Please copy out every line in the records below that contains the word "hazy".

-- BEGIN --

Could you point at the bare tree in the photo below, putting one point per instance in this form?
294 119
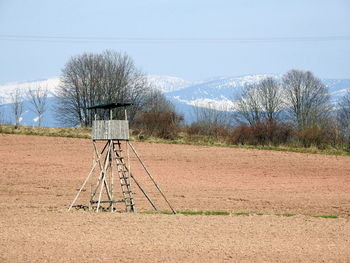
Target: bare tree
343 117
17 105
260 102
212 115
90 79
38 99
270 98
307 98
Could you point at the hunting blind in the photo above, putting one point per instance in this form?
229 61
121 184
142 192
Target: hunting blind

-- END --
-- BEGIN --

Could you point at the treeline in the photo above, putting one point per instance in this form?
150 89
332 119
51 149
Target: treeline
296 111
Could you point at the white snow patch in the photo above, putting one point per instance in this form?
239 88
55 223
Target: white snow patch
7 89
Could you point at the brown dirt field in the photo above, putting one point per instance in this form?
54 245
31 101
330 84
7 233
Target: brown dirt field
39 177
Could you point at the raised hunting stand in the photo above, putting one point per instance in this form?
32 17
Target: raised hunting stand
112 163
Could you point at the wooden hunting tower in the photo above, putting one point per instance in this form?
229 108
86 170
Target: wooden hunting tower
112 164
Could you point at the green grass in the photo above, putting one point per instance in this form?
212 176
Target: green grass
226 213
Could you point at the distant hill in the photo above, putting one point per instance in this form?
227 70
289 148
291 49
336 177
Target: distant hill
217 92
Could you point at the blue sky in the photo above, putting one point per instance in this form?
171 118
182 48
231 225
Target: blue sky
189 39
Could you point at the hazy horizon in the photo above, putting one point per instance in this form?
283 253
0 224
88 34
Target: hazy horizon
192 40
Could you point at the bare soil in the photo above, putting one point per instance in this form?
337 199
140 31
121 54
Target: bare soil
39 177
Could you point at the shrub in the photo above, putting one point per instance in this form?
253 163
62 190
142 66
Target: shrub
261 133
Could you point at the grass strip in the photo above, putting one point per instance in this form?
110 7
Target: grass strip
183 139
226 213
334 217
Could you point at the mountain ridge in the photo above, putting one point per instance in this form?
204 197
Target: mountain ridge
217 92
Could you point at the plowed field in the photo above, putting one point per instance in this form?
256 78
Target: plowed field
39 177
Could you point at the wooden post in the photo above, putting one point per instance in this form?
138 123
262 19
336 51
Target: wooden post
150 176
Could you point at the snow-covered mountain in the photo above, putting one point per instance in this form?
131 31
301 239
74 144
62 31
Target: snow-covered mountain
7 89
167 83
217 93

-- END --

→ **REPLY TO THE EXERCISE**:
Could you point at the hazy horizon in the photo above, putting one point per instance in this form?
Target: hazy horizon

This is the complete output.